▶ Instruction: Copy the entries below word for word, beginning at the line that contains "Where can you spot the curb" and continuing through the last line of the entries.

[Entries for labeling object positions]

──────────

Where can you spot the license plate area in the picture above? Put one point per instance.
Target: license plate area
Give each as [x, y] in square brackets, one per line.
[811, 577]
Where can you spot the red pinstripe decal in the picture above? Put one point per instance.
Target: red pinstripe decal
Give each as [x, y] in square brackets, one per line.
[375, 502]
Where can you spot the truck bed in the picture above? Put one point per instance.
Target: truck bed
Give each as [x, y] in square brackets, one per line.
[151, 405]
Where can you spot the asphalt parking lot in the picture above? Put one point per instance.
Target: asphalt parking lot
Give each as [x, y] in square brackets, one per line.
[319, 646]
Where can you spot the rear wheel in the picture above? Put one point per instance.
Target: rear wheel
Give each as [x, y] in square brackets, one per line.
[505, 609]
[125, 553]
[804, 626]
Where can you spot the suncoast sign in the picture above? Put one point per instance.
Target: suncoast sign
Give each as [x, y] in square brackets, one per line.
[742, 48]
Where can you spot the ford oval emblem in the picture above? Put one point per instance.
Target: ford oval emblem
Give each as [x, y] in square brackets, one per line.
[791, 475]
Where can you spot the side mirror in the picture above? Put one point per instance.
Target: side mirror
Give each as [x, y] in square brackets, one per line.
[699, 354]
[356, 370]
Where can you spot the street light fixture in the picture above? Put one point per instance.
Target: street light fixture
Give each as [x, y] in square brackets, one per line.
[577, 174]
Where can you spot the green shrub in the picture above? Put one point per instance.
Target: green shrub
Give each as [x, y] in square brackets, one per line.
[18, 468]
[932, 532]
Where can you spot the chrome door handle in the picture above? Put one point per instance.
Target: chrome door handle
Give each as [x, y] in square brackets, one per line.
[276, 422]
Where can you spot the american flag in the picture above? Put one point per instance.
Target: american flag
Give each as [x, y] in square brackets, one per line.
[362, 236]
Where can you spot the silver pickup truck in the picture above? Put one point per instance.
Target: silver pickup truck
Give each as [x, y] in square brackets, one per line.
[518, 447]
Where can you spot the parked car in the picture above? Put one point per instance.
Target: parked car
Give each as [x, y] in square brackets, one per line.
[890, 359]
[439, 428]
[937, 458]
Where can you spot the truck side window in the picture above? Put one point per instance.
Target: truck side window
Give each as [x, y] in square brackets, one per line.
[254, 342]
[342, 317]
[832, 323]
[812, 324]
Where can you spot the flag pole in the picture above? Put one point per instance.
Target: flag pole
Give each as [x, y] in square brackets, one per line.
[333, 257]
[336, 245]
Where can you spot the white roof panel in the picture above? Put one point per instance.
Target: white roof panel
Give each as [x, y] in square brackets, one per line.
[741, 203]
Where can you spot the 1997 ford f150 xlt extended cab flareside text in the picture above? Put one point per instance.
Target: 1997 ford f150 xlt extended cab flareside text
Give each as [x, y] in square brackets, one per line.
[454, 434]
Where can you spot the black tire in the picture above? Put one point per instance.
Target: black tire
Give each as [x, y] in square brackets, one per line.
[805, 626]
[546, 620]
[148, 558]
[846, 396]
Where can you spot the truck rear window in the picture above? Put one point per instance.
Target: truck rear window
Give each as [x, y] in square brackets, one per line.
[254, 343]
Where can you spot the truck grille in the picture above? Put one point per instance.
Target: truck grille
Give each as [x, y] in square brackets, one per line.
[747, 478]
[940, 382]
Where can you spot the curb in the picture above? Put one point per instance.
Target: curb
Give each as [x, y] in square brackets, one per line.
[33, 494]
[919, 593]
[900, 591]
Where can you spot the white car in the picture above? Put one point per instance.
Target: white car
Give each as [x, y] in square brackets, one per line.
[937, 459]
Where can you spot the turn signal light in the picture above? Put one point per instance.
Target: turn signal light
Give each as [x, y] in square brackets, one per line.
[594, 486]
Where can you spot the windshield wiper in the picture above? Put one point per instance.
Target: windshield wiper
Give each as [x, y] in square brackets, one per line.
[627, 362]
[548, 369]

──────────

▶ Complete output:
Where can you spot the curb in the picture above? Put one point per instance.
Target: curb
Give each as [x, y] in square brackets, one per line.
[33, 494]
[919, 593]
[900, 591]
Where can you spot the white car in the picture above? Put one point per instance.
Target: white car
Give each as [x, y] in square brackets, one per line.
[937, 459]
Where can you spot the turn signal light in the picture above? Put one point per instance.
Target: turn signal light
Give each as [x, y] in square brackets, one per line.
[594, 486]
Where can you spot the windshield wiper in the picture above? Put one point per instance.
Target: windshield wiper
Give each as [x, y] in square brackets, one per line.
[627, 362]
[548, 369]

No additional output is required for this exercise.